INSTRUCTIONS FOR THE TASK -> Reproduce every line of the material below verbatim, leaving out the pictures.
## BEGIN
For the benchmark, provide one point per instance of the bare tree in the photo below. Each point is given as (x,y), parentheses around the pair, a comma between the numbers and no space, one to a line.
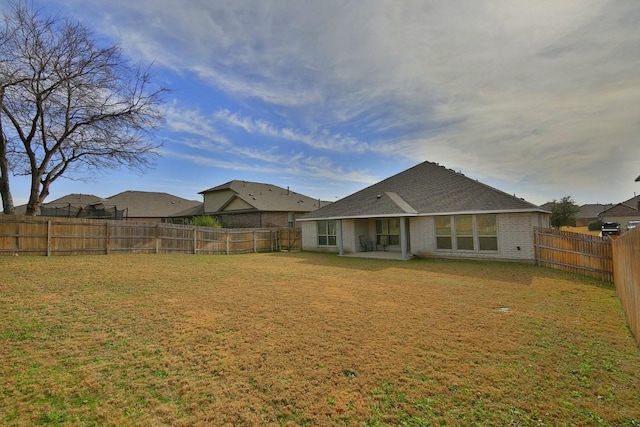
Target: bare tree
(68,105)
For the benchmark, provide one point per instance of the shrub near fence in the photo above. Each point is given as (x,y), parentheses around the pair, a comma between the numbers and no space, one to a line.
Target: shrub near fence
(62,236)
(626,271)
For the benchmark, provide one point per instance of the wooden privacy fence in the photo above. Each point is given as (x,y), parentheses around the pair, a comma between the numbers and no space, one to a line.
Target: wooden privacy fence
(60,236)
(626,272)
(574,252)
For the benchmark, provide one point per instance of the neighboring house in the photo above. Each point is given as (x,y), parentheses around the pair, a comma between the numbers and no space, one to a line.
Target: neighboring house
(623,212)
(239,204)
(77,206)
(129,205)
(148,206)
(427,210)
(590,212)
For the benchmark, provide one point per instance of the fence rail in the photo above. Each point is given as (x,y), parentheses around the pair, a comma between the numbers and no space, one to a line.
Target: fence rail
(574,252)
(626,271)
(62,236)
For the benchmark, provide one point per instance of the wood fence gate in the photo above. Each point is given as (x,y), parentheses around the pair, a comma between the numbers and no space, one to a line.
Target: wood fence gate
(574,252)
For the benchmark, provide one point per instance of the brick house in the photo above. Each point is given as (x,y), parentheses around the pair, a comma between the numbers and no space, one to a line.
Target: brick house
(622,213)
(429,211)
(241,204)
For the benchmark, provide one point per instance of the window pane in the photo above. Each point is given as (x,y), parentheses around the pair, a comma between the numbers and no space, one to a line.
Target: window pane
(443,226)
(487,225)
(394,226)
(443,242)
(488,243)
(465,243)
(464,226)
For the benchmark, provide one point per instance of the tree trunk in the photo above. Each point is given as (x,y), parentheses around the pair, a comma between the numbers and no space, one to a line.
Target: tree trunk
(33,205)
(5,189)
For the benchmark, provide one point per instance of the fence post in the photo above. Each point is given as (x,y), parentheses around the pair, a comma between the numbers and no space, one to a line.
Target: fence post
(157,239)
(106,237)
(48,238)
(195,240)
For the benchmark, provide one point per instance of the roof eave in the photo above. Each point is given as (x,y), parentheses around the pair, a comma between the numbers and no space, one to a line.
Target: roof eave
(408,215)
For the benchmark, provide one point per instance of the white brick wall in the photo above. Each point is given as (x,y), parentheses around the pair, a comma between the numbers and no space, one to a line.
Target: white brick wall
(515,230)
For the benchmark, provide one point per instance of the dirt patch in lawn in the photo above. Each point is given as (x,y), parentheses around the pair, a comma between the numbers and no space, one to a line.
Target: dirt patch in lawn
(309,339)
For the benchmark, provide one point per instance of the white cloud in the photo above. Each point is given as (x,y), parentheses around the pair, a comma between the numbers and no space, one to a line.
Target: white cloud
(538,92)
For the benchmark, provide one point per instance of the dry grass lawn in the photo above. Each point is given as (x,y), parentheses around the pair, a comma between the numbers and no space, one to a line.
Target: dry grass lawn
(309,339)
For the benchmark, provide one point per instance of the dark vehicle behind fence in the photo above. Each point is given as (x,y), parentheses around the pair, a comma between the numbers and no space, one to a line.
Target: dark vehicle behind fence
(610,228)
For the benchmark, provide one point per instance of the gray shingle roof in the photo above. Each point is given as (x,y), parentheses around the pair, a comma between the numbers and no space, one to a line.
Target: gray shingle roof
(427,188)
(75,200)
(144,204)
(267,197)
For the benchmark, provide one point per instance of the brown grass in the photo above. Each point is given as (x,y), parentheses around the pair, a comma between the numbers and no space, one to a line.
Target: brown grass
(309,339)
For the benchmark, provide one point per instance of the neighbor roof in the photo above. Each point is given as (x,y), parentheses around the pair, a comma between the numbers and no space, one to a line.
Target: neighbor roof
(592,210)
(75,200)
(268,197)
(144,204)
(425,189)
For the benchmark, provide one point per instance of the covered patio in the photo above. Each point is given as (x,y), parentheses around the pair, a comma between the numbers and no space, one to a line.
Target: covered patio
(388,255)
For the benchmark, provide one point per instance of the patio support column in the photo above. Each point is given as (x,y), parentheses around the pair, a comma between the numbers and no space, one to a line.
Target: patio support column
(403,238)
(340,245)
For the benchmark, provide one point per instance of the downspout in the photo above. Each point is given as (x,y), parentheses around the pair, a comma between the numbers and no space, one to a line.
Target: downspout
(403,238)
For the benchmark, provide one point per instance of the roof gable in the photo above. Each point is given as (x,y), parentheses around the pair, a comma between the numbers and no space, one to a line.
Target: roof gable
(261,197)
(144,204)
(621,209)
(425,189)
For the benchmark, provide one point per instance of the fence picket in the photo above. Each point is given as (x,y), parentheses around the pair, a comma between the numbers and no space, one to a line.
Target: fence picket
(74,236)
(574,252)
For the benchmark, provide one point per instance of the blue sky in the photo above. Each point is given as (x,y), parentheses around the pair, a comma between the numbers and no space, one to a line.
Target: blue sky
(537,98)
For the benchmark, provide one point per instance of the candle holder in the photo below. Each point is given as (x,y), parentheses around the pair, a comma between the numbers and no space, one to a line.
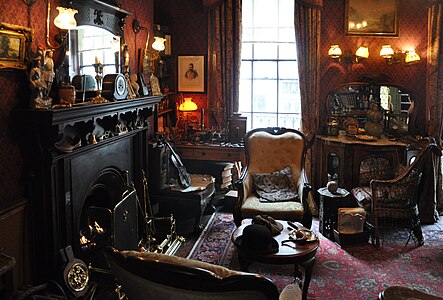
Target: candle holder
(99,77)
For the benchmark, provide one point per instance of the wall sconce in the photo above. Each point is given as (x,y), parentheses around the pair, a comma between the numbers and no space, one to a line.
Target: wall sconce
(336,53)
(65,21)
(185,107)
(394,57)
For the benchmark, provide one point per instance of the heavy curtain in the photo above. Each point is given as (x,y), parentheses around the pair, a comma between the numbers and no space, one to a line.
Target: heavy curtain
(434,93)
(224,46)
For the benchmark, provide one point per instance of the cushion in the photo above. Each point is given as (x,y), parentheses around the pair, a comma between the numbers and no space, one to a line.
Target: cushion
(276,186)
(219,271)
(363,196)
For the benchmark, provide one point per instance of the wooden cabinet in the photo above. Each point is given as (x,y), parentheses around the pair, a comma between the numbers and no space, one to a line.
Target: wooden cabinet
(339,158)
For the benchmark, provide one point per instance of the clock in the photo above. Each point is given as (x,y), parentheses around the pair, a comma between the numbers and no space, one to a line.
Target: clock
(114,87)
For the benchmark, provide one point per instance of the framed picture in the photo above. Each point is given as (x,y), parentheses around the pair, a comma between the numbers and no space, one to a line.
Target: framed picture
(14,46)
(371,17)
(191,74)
## END
WRITTEN REPLY ->
For the benchmark, provide one point per instance of the bare tree in the photo below. Each point is given as (x,y), parentheses around the pair, a comma between the numbers and no space, one to a line.
Target: bare tree
(68,105)
For the benchmark, provide one point per instance of the shrub near fence in the photo above. Each point is given as (x,y), parentheses around the pair, a comma between the numbers and no space, one to a line.
Target: shrub near fence
(62,236)
(626,271)
For the benchmark, provide one point per instance of the wooden privacy fence in the photo above. Each point is given as (x,y), parentheses around the pair, a comma between the numbers and no space, one to a line.
Target: wooden privacy fence
(60,236)
(626,272)
(574,252)
For the benchmark, provide one point per instance of the neighboring house in the photo above. Each point is given as (x,y), parentheses around the pair, a comma between the numbers and no space, one to a line.
Target: neighboring house
(623,212)
(239,204)
(77,206)
(129,205)
(148,206)
(427,210)
(590,212)
For the benchmark, provide one point per instance of the fence rail in the photo above. Each point is given as (x,y), parentheses around the pair, a comma between the numbers and no space, one to a line.
Target: fence rail
(574,252)
(626,271)
(62,236)
For the benchmark, provide one point per instance of the wood fence gate in the photo above. Each point is given as (x,y), parentheses around the pair, a comma between the numbers and no space, one to a line.
Target: wood fence gate
(574,252)
For the benchmark, provide one point per instance of the brick house in the photo above. Each point is given as (x,y), parentheses around the pair, a comma between the numbers and no space, one to a line.
Target: brick house
(622,213)
(429,211)
(241,204)
For the benchmark, provide one point per instance of the window pane in the photo above. Each point is given as (x,y), parentheses around the pair, a comma between the numbers and no space, one to a line.
Target: window pane
(443,226)
(487,225)
(394,226)
(443,242)
(488,243)
(465,243)
(464,226)
For the benchmark, provide one point per instance of the tree trunk in the photo above. Each point is given as (x,y), parentheses around the pair, a comma between the numbers and no space, one to a line.
Target: tree trunk
(33,205)
(5,189)
For the benchmark, provide one point per instance of the fence post in the photo above. Each point is given as (x,y), parentheses around the pair, a comma between the numbers and no space, one to a line.
Target: fence post
(157,239)
(106,237)
(48,238)
(195,240)
For the benchmark, provide one point per instance of the roof eave in the photo above. Each point is given as (x,y), parentheses around the pair, a comma between the numbers and no space, one to a line.
Target: roof eave
(408,215)
For the benchmark, provide one point per instance of the white brick wall in the photo above. Each point is given as (x,y), parentheses around the pair, a comma between the numbers and no space, one to a line.
Target: white brick wall
(515,230)
For the benchmark, provide one point per instance of the dirt patch in lawn in the photo above. Each point is given as (x,y), parentheses around the pair, a comma between the numbers and no space, one to a line.
Target: dirt patch in lawn
(309,339)
For the benchmark, provide one point per instance of the white cloud in the photo above. Each point is given as (x,y), parentheses around the pair, a comma between the numbers and no space, one to a line.
Target: white cloud
(538,92)
For the benchmark, provide one point per instance of the dry grass lawn in the photo above. Each point is given as (x,y), parentheses around the pair, a comma between the numbers and no space, one to a line.
Target: dry grass lawn
(309,339)
For the benchmark, provide one point per instance of the dark vehicle behind fence in the photo above. Each point is given as (x,y), parentheses around the pair, a comma between the numbers and no space, one to a line.
Target: dark vehicle behind fence
(610,228)
For the benchmark, provide one point per instance of the gray shingle roof in the photo above. Each point is given as (x,y), parentheses around the pair, a comma between the numbers and no space, one to a line.
Target: gray shingle roof
(427,188)
(75,200)
(144,204)
(267,197)
For the benchmark, provide one point per instance of the brown grass in the photo above. Each point is given as (x,y), parentheses around the pair, a comma between the numbers and no space, one to a line.
Target: brown grass
(309,339)
For the benchmark, provide one point per instance of the neighbor roof in the photo above. Each point is given as (x,y), parentheses around the pair, a comma between the numbers and no space, one to a line.
Target: neighbor roof
(592,210)
(75,200)
(268,197)
(144,204)
(425,189)
For the benchmark, provide one point per instance of the covered patio in the photo above. Each point is given as (x,y), parentheses around the pair, a comma between the numbers and no space, one to a line.
Target: covered patio
(388,255)
For the benchmark, provide one point per instance of the patio support column in the photo above. Each point is given as (x,y), parentheses around the pair, a comma between the numbers and no space, one to a line.
Target: patio support column
(403,238)
(340,245)
For the benchmark, provide one point per instance of the downspout in the photo above. Each point is given as (x,y), parentheses around the pair, a comma between the numbers and no space, one to a line.
Target: downspout
(403,238)
For the benchmark, provide one point per instance of the roof gable in the photo above. Each point is given as (x,y), parentheses around the pair, a comma between the numbers and no space, one to a line.
Target: roof gable
(261,197)
(144,204)
(621,209)
(425,189)
For the benchmark, provide one point per instance of the fence picket in the photo above. Each point is given as (x,y), parentheses around the pair, a comma between the numbers and no space, one to a line.
Target: fence picket
(74,236)
(574,252)
For the benchmark, provide one point per instance of the blue sky in the photo above. Each point is given as (x,y), parentheses around the pair, a comma between the numbers and no space, one to a line.
Target: blue sky
(537,98)
For the benchmark, provide one point per instance of the candle holder in the photo below. Each point is given as (x,y), parentheses around the pair, a comma between the numbers and no space, one to a line.
Target: candle holder
(99,77)
For the benchmark, provide one point per instance of the wall sconce in the photo above. Each point is given as (x,y), parentheses around the pair, a comma between the numbers and no space, one to a line.
Target: wall sconce
(336,53)
(65,21)
(185,107)
(394,57)
For the benchmark, provide one point per instance of the heavy curtain in the photo above. Each point is given as (x,y), parentheses around the pair, a comma between the numbers and no space, one to a line.
Target: heavy curtain
(434,93)
(224,46)
For the benchmark, provide one point per instance of the cushion in the photo above. Each point is given as (x,y), parentheses around the pair, a comma between the numbers and no space, one to a line.
Target: cushion
(276,186)
(219,271)
(363,196)
For the benchmark, provide one point per instance of the wooden cabinet in the photo above. Each point is given as (x,y), parentheses around the pair, a comma between the numbers and no space, one to a line.
Target: wooden cabinet
(339,158)
For the benchmark, provide one point per instance of the clock in the photo above. Each point is given as (x,y), parentheses around the pair, a comma between the numbers and no space, one to a line.
Target: clock
(114,87)
For the benchmark, provide one point per instance of the framed picture in the photo above. Each point is given as (x,y), parentheses around the pair, a comma between the numbers and no space, one to a line.
Target: framed picture
(14,46)
(371,17)
(191,74)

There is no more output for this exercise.